• AUFTRAG: Greife die Forumsdiskussion über Rückstände vergällter Alkohole nach ihrem letzten Satz auf und führe sie weiter.

• AUSGANGSTEXT:
Ich habe die Neubestellung getätigt, weil meine "alten" Alkohole in p.a. den selben Effekt zeigten, meine flächigen Diatomeen leicht am Untergrund anhafteten und schwer von diesem aufzunehmen waren.

Ich sehe diese Rückstände unter dem Stemi im Auflicht-Dunkelfeld besonders dann, wenn ein Tropfen der Alkohole auf einem hydrophoben Oberflächenspiegel verdunstet (ich arbeite mit Festplattenscheiben).
Ein Vergleichstest mit Aqua bidest und Ionenaustausch-Wasser zeigt beim Zweiteren auch Rückstände, diese sind jedoch nicht mit einem Tuch (ölig) verwischbar, es sind halt Salze.

Kennt ihr diesen Effekt auch? 

LG
Bernd

MiR

Hallo Bernd,

du meinst folgende Produktgruppe "ROTIPURAN® ≥99,8 %, p.a., vergällt" ?

Wenn ja, könnte der Auszug aus der Garantieanalyse von Interesse sein:

Vergällung
Methylethylketon (MEK)   1 %
Isopropylalkohol (IPA)   1 %
Denatoniumbenzoat   1 g/100 l

Kenne jetzt die (Partial)-Dampfdrücke von MEK und IPA (bei Raumtemperatur) nicht, aber IPA ist noch recht leichtflüchtig, MEK müsste man nachschauen ...
Aber es gibt noch den "Haupttäter", - der Feststoff Denatoniumbenzoat -, welcher ziemlich sicher für Rückstände sorgt. Mit ein bisschen Rest-MEK dürfte es einen (öligen bzw. schmierigen ?) Rückstand geben.

Viele Grüße
Michael


Peter V.

Hallo,

ich bin gerade irritiert, dass man eine vergällt (also mit Fremdstoffen versetzte) Substanz überhaupt als "p.a." (pro analysi) kennzeichnet. Für mich ist das eigentlich ein Widerspruch.*

Allerdings wird IPA ja üblicherweise nicht vergällt(?)

Herzliche Grüße
Peter

*EDIT: gerade gefunden (das wusste ich bislang auch nicht):

Zitatzur Analyse (auch reinst, z. A., p. a. = pro analysi oder analysenrein) – kann für analytische Verfahren verwendet werden, da Gehalt an Fremdsubstanzen angegeben wird. ultrarein – für spezifische Anwendungen, mit ausführlichem Garantieschein und Angabe der Höchstgehalte relevanter Verunreinigungen.
Dieses Posting ist frei von kultureller Aneigung, vegan und wurde CO2-frei erstellt. Für 100 Posts lasse ich ein Gänseblümchen in Ecuador pflanzen.

momotaro

Hallo,

laut Garantieanalyse von ROTH besteht das Produkt aus zwei Komponenten: Etanol p.a. Abdampfrückstand   ≤0,003 % und Vergällung.
Daher bezieht sich p.a. nur auf den Alkohol und nicht auf das Vergällungsmittel bzw. das gesamte Produkt.

• BEREITGESTELLTE DATEN:
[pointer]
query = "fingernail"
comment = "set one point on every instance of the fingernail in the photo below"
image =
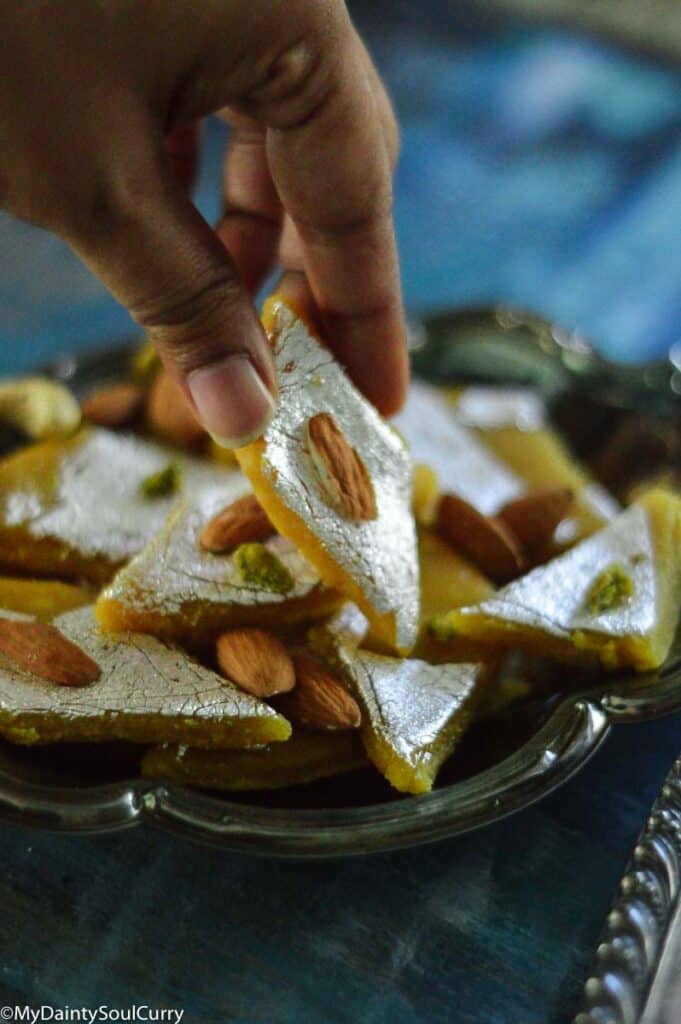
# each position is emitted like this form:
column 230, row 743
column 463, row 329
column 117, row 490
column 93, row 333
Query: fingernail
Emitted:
column 231, row 400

• ANTWORT:
Übrigens: Persönliche technische Beratung zu diesem Produkt

Frau Nickschas
+49 721 5606 - 1035
chemicals@carlroth.de

LG Helmut

,,Die Kunst ist lang, das Leben kurz, das Urteil schwierig, die Gelegenheit flüchtig." — Johann Wolfgang von Goethe Wilhelm Meister's Lehrjahre (1786–1830)

MiR

Hallo,

da gibt es eine ganze Menge verschiedener (höherer) Reinheitsgrade. Kann man bspw. am IPA (oder auch anderen LM) bei Roth (oder anderen Anbietern) nachvollziehen.
Für GC/MS , für IR, für UV/Vis-Spektroskopie, für die Pestilyse und was weiß ich noch alles.  Wenn ich aber ganz ehrlich bin hätte ich es, so aus dem Stehgreif, auch nicht formulieren können ...

ZitatAllerdings wird IPA ja üblicherweise nicht vergällt(?)

Gute Frage, kann man es ohne gesundheitliche Bedenken trinken ?  Ich habe mir mal die p.A.-Ware bei Roth angeschaut, finde aber keine Angaben zur Vergällung.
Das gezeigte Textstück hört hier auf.